Given exercise 1 | In the holiday travel text, how many Christmas lights cover Leavenworth during its Christmas Lighting Festival?

Page extract |
If you can't make it all the way to Europe for the holidays, the town of Leavenworth, Washington, is like a taste of the Old World in the United States with its dramatic backdrop of the Cascade Mountains, its Bavarian architecture and its European holiday celebrations. The city hosts two big holiday festivals each year: a Christkindlmarkt with crafts, entertainment and food, and the Christmas Lighting Festival, in which the village is covered in 500,000 Christmas lights. Leavenworth also offers concerts, tubing, sleigh and dogsled rides and more ways to enjoy this winter wonderland.
The iconic Red Square in Moscow makes for a gorgeous backdrop for the city's Christmas market, which stays open until Russian Orthodox Christians celebrate Christmas in early January. The market has an ice rink and a fair. Head to Manezh Square for the "Journey into Christmas" festival. See a 50-foot Christmas ornament covered in thousands of LED lights, a massive Christmas tree and a more-than-300-foot ice slide. You can also take a free hockey or ice skating lesson at the rink or navigate a maze shaped like a map of Russia.

Given exercise 2 | In the records, starting at the line that contains "Pass-network tagging: label the wooden" and ending at the last line of the records, substitute "metal" for "wooden" and write out only those lines, with nothing else changed.

Records for the task |
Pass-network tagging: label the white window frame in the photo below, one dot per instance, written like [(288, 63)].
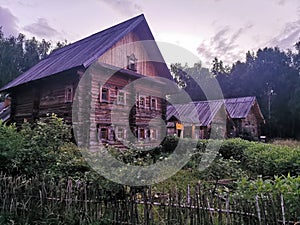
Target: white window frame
[(69, 93), (101, 95), (123, 133), (139, 134), (118, 95), (145, 101), (155, 99), (153, 134), (100, 133)]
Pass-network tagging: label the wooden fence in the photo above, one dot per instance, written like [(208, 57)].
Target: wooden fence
[(78, 202)]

Exercise result 1 | 500,000

Exercise result 2 |
Pass-network tagging: label the metal fence in the photo above, one dot per instance, written like [(208, 57)].
Target: metal fence
[(78, 202)]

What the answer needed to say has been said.